> Requirements: Copy the lines below, swapping every occurrence of "target" for "label" and leaving everything else unchanged.

[Dataset entries]
####
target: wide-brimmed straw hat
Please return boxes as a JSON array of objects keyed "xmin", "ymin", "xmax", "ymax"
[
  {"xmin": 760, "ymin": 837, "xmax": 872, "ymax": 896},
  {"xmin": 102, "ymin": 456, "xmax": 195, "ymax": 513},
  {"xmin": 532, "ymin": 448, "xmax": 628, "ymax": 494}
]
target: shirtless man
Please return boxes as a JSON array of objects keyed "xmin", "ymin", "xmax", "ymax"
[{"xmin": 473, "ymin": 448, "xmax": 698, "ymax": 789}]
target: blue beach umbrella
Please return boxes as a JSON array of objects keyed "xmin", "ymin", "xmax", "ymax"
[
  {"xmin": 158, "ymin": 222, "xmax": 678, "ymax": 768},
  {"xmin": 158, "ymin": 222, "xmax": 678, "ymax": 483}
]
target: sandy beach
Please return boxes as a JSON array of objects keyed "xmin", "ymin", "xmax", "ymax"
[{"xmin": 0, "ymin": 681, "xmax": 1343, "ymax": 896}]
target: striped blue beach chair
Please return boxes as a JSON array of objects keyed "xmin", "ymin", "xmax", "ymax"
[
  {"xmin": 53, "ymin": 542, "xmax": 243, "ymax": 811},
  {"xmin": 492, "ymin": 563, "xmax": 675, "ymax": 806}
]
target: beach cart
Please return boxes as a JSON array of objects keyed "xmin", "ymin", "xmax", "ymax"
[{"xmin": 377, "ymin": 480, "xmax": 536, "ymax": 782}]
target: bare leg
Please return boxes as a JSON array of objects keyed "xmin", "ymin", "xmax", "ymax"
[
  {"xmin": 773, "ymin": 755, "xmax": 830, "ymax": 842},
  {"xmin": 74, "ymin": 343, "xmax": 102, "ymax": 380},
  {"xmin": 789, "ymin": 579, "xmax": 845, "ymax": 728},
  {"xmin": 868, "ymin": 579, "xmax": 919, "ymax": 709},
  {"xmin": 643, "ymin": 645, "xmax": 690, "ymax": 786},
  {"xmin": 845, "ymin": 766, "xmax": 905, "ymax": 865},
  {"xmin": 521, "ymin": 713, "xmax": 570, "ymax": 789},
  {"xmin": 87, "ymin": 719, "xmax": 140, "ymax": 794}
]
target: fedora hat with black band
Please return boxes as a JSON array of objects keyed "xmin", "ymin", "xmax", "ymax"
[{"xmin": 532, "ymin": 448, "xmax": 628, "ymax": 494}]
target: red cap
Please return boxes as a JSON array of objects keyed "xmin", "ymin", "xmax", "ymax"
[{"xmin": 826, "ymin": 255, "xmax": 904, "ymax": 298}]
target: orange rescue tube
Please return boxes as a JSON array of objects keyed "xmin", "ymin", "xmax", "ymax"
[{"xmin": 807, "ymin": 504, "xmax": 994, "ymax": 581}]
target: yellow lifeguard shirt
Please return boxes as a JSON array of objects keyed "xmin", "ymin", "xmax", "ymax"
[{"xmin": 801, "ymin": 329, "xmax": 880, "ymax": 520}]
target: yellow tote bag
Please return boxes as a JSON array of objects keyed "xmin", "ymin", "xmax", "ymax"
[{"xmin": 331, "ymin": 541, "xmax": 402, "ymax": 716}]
####
> Task result:
label: wide-brimmed straw hat
Please return boxes as a JSON array of objects keyed "xmin", "ymin", "xmax", "ymax"
[
  {"xmin": 760, "ymin": 837, "xmax": 872, "ymax": 896},
  {"xmin": 102, "ymin": 456, "xmax": 195, "ymax": 513},
  {"xmin": 532, "ymin": 448, "xmax": 628, "ymax": 494}
]
label: shirtless man
Please return boxes as a JSON array of objects keyed "xmin", "ymin", "xmax", "ymax"
[{"xmin": 473, "ymin": 448, "xmax": 698, "ymax": 789}]
label: blue beach umbrella
Please return boxes as a JSON array of objects keyed "xmin", "ymin", "xmax", "ymax"
[
  {"xmin": 158, "ymin": 222, "xmax": 678, "ymax": 768},
  {"xmin": 158, "ymin": 222, "xmax": 678, "ymax": 483}
]
label: sandy beach
Please return boxes as a JSON array of objects keyed "xmin", "ymin", "xmax", "ymax"
[{"xmin": 0, "ymin": 681, "xmax": 1343, "ymax": 896}]
label: striped blue beach chair
Please return boxes as a JSON array of objects keyed "xmin", "ymin", "xmax", "ymax"
[
  {"xmin": 53, "ymin": 542, "xmax": 243, "ymax": 811},
  {"xmin": 492, "ymin": 563, "xmax": 675, "ymax": 806}
]
label: beach cart
Please return boxes as a JSON array of objects keyed "xmin", "ymin", "xmax", "ymax"
[{"xmin": 377, "ymin": 480, "xmax": 536, "ymax": 782}]
label: bare leg
Please return boxes as a JSON array of objects keyed "xmin", "ymin", "xmax", "ymax"
[
  {"xmin": 773, "ymin": 755, "xmax": 830, "ymax": 842},
  {"xmin": 74, "ymin": 343, "xmax": 102, "ymax": 380},
  {"xmin": 789, "ymin": 579, "xmax": 845, "ymax": 728},
  {"xmin": 868, "ymin": 579, "xmax": 919, "ymax": 709},
  {"xmin": 643, "ymin": 645, "xmax": 690, "ymax": 786},
  {"xmin": 845, "ymin": 766, "xmax": 905, "ymax": 865},
  {"xmin": 521, "ymin": 713, "xmax": 570, "ymax": 789},
  {"xmin": 87, "ymin": 719, "xmax": 140, "ymax": 794}
]
label: fedora hat with black band
Please return boxes as a JSON array of objects keyed "xmin", "ymin", "xmax", "ymax"
[{"xmin": 532, "ymin": 448, "xmax": 628, "ymax": 494}]
label: red cap
Please return boxes as a JSON array of objects keyed "xmin", "ymin", "xmax", "ymax"
[{"xmin": 826, "ymin": 255, "xmax": 904, "ymax": 298}]
label: orange rescue tube
Please return boxes as a JSON array of objects keyed "xmin", "ymin", "xmax", "ymax"
[{"xmin": 807, "ymin": 504, "xmax": 994, "ymax": 581}]
label: yellow lifeguard shirt
Please return boxes as a JSON array of objects keyed "xmin", "ymin", "xmax", "ymax"
[{"xmin": 801, "ymin": 329, "xmax": 880, "ymax": 520}]
label: yellow tote bag
Please return boxes as a JSON array of objects keyed "xmin", "ymin", "xmax", "ymax"
[{"xmin": 331, "ymin": 541, "xmax": 402, "ymax": 716}]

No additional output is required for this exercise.